*EXPLORE THE MATERIAL:*
1/ In the longline fishery article, how long can the monofilament lines used by the California fleet be?
2/ From the longline fishery article, extract the stretch from "Turtle Island Restoration Network, along" through "species of albatross.".
3/ Shorten the paragraph of the longline fishery article that begins "The California longline fleet, based largely" while keeping its main facts.

*STUDY TEXT:*
Environmentalists Ask Federal Court to Close California Longline Fishery
Today, two environmental organizations, in an effort to prevent the extinction of leatherback sea turtles in the Pacific, filed a legal motion to close the California-based longline fishery.
In August, the Ninth Circuit Court of Appeals ruled that the NOAA Fisheries (formerly NMFS), a federal agency charged with managing the nation's fisheries, violated the Endangered Species Act by failing to analyze the impacts on endangered sea turtles and sea birds of the California-based longline fishery for swordfish. Today, Turtle Island Restoration Network and the Center for Biological Diversity, the two environmental organizations, represented by Earthjustice Environmental Law Clinic at Stanford are requesting a temporary restraining order and a permanent injunction from the United States District Court, Northern District of California.
If the motion is successful, it will halt all California-based longline fishing activity and prevent the killing of critically endangered sea turtles and other species, while the NOAA Fisheries makes a final determination on the impact of this fishery.
The California-based longline fishery grew rapidly over the past four-years after previous litigation by Turtle Island Restoration Network shut down the Hawaii-based longline fishery for swordfish in November 1999. Approximately three dozen longline vessels relocated from Hawai'i to southern California.
"These fishermen are acting like pirates," said Todd Steiner of Turtle Island Restoration Network. "Rather than figuring out a more sustainable way of fishing, they make us chase them through the courts to close the loopholes."
The California longline fleet, based largely out of San Pedro, fishes primarily for swordfish using nearly invisible monofilament lines up to 60 miles long and carrying thousands of baited hooks. In addition to the fish they target, these longlines are known to ensnare the critically endangered leatherback turtle, as well as loggerhead, olive ridley, and green sea turtles. Each year the longliners also entangle numerous marine mammals, hundreds of seabirds such as albatross, and thousands of sharks.
"This fishery is pushing the giant, Pacific leatherback to the brink of extinction," said Brendan Cummings, an attorney with the Center for Biological Diversity. "The time has finally come for this illegal and highly destructive fishery to be closed."
Turtle Island Restoration Network, along with more than 100 environmental and sportfishing organizations and more than 400 leading scientists from 50 nations, has called upon the United Nations to ban longlining in the Pacific to prevent the extinction of the leatherback sea turtle and numerous species of albatross.
Scientific data show that the leatherback sea turtle is in imminent danger of extinction in the Pacific. A scientific report published in Nature (June 2000) predicts the species will go extinct in 10 to 30 years without reductions in adult mortality from fishing activities. Leatherbacks nest in Mexico and Costa Rica in the eastern Pacific, and, in the western Pacific, in Malaysia and Irian Jaya. Although in 1980 it was estimated that there were 126,000 adult female leatherbacks in the eastern Pacific alone, scientists estimate that there are fewer than 3,000 total leatherbacks left in the eastern Pacific. The western Pacific nesting populations have also been devastated, and are near extinction.
Longlining has also been implicated in the demise of the giant fishes it pursues. In May 2003, another study published in Nature demonstrated a 90 percent decline in large predatory fish, due primarily to longline fishing. Scientists estimate that pelagic longlining in the Pacific, by all the world's fleets, each year catch, 3.7 million sharks, 422,000 marlin, 41,500 sea turtles, 5,000-14,000 black-footed albatross, 2,000 dolphins and 1,500 whales. Many, if not most, of these animals are killed or injured in the process.
"NOAA Fisheries must consider the impacts of California longliners on protected species under the Endangered Species Act," said Deborah Sivas of the Earthjustice Environmental Law Clinic at Stanford, attorney for the environmental organizations. "The agency's failure to consider the impacts of this fishing gear is undermining the effectiveness of international conservation and management measures, and setting a bad example for the rest of the world."
The lawsuit was the first ever regarding the High Seas Fishing Compliance Act, a statute that requires U.S. fishermen to comply with international treaties when fishing on the high seas.

Referring expression data
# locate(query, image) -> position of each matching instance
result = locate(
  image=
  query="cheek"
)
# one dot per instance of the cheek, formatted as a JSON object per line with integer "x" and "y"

*TASK RESULTS:*
1/ Up to 60 miles long.

2/
Turtle Island Restoration Network, along with more than 100 environmental and sportfishing organizations and more than 400 leading scientists from 50 nations, has called upon the United Nations to ban longlining in the Pacific to prevent the extinction of the leatherback sea turtle and numerous species of albatross.

3/ The California longline fleet, mostly based in San Pedro, fishes mainly for swordfish with nearly invisible monofilament lines up to 60 miles long that carry thousands of baited hooks. These lines also catch critically endangered leatherback turtles, along with loggerhead, olive ridley, and green sea turtles. Each year they entangle numerous marine mammals, hundreds of seabirds such as albatross, and thousands of sharks.